# Work request 1
In the passage about funding for Georgia news outlets, rewrite the part starting at "Seven Georgia news" and ending at "have traditionally ignored.", substituting "independent" for "nonpartisan".
# Work request 2
In the passage about funding for Georgia news outlets, how long does Powell say they spent looking across the state?

# Passage
Seven Georgia news outlets led by people of color get $2 million in funding
Seven nonpartisan news outlets in Georgia, all led by people of color and targeted at Black, Hispanic, or Asian-American audiences, are receiving a combined $2 million from The Pivot Fund — a new venture philanthropy organization, led by Tracie Powell, that aims to invest in news outlets that funders have traditionally ignored.
“We spent six months looking across the state, identifying what assets were out there, how people consumed information, where they got it from, what they did with it once they had it,” said Powell, who previously led the Racial Equity in Journalism Fund and is board chair of LION Publishers (and who has been thinking about underserved communities in journalism for a long time). “That’s a little different from what most other funders and intermediaries do. They tend to find people they know, or they do open calls. A better way, I think, is asking communities how and where they get information from.”

[Natural-language object grounding data]
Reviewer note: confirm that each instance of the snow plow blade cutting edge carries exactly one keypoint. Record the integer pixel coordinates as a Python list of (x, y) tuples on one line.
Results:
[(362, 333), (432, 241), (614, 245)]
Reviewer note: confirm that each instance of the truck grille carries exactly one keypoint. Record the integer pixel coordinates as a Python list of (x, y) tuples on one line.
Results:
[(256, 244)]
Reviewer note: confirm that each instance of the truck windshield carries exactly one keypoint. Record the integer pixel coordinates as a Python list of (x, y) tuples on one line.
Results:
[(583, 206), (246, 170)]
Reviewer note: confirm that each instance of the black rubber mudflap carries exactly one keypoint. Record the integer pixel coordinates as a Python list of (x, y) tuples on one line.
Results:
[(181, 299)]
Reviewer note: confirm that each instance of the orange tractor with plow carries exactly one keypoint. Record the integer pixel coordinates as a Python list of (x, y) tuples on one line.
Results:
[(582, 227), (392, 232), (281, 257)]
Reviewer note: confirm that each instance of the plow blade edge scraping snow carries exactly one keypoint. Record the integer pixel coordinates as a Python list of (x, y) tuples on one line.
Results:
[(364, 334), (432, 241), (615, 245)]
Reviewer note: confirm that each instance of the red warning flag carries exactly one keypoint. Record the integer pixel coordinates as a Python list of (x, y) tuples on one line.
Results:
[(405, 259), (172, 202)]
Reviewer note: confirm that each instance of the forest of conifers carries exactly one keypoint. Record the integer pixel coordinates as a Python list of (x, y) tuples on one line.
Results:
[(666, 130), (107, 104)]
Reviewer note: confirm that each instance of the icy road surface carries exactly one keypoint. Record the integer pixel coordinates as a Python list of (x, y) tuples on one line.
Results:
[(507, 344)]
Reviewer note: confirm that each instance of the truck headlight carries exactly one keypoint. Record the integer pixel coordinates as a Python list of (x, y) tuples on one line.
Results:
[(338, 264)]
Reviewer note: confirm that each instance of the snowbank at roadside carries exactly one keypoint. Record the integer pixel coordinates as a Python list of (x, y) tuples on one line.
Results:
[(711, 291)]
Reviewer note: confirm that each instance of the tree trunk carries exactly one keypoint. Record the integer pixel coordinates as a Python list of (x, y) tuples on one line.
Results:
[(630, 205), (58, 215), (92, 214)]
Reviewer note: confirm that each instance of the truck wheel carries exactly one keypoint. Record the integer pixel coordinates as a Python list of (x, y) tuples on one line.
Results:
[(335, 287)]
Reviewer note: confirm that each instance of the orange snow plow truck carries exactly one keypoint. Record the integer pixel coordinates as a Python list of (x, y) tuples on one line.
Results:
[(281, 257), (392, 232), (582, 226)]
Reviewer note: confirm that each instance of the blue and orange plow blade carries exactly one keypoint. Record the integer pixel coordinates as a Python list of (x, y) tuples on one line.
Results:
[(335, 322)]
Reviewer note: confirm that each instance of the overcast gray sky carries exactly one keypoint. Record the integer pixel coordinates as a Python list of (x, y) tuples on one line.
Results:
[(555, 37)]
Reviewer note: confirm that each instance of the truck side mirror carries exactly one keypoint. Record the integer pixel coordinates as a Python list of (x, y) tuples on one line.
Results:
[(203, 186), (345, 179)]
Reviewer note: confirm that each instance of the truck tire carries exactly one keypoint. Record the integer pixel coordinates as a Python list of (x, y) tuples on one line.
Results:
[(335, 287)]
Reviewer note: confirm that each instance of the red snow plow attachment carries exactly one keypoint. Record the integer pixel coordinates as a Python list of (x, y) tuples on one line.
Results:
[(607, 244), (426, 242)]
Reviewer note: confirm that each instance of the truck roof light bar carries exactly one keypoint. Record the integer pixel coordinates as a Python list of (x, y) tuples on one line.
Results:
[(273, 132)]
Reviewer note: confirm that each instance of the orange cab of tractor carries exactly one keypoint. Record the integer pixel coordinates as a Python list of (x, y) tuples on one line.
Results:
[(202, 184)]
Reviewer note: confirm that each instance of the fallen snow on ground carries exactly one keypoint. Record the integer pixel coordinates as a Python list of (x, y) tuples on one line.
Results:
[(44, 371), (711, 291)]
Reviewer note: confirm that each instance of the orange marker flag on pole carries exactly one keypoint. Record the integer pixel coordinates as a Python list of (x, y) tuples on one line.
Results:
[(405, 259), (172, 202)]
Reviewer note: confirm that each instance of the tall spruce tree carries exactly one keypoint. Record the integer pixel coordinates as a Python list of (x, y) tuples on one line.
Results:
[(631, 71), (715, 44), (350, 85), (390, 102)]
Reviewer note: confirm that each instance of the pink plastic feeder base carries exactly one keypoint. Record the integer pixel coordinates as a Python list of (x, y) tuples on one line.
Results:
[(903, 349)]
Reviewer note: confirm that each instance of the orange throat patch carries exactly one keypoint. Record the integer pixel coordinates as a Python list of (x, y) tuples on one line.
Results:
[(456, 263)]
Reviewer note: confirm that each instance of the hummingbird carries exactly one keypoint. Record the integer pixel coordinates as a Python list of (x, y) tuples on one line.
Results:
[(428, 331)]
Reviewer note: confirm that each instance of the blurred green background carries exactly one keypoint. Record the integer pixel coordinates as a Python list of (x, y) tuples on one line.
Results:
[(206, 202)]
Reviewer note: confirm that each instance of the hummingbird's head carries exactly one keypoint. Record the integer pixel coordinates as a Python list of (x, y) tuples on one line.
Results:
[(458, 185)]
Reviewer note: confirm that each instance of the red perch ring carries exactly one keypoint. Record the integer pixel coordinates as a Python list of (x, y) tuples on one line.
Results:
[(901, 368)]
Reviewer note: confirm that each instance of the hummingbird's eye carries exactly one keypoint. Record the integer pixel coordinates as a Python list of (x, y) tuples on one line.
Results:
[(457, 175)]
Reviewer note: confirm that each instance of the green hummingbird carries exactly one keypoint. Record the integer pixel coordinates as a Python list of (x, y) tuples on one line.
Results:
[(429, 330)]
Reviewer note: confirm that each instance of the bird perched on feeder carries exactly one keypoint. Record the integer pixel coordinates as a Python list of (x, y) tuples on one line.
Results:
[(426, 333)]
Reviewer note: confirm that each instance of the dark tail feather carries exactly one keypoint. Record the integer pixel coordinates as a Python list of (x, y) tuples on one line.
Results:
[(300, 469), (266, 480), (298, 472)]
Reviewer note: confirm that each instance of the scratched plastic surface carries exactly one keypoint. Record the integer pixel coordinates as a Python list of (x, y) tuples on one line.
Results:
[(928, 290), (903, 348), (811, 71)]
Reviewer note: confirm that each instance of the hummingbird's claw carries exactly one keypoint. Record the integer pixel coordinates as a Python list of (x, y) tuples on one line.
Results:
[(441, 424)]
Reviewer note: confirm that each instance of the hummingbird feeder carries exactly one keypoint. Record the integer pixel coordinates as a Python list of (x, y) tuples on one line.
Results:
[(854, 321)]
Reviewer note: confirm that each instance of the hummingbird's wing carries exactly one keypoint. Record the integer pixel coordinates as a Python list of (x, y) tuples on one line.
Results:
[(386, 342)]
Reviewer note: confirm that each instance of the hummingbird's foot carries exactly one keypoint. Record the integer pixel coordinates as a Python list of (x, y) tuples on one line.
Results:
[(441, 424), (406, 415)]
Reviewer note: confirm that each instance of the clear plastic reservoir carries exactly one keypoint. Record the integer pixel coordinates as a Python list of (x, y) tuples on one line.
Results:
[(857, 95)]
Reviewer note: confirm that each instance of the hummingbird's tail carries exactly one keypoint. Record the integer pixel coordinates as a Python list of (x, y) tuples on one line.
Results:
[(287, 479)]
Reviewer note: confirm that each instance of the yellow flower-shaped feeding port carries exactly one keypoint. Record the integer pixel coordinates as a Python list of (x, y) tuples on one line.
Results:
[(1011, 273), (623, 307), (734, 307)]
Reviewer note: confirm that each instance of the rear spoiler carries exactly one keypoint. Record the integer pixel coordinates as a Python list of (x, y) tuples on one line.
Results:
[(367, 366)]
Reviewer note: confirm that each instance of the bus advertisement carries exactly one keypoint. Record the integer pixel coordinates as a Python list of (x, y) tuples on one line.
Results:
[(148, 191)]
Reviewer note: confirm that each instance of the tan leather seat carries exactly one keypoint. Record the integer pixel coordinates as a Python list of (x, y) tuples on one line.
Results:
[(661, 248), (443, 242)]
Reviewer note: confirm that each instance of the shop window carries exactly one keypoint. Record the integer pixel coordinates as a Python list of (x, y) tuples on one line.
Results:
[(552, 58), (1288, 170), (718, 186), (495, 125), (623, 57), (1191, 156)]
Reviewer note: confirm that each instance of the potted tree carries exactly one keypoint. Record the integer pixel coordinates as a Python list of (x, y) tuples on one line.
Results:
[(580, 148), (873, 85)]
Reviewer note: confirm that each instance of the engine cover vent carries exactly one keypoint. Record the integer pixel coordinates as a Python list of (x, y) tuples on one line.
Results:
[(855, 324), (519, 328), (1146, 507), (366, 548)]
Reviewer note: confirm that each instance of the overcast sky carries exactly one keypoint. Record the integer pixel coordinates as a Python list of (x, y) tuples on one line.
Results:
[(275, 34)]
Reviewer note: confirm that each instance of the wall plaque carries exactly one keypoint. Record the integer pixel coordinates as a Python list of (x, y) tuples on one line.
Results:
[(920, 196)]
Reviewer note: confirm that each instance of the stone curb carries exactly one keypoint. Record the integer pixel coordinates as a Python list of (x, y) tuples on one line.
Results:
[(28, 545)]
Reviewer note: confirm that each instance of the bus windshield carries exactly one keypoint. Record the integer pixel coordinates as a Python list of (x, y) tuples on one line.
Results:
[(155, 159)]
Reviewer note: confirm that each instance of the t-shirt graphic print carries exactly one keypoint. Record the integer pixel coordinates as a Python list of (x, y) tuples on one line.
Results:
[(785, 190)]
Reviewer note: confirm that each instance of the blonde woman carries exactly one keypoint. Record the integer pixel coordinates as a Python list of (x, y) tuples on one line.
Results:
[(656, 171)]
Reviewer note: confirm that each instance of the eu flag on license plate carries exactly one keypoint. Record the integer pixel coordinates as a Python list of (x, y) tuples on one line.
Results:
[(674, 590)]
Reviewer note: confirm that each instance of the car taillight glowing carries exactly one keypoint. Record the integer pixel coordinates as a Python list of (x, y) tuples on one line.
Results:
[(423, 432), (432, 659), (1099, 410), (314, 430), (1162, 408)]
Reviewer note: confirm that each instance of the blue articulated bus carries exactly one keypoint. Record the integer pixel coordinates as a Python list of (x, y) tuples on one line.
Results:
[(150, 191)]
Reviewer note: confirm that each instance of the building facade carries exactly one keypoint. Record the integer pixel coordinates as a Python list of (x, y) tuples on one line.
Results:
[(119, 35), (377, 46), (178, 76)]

# Response 1
Seven Georgia news outlets led by people of color get $2 million in funding
Seven independent news outlets in Georgia, all led by people of color and targeted at Black, Hispanic, or Asian-American audiences, are receiving a combined $2 million from The Pivot Fund — a new venture philanthropy organization, led by Tracie Powell, that aims to invest in news outlets that funders have traditionally ignored.

# Response 2
Six months.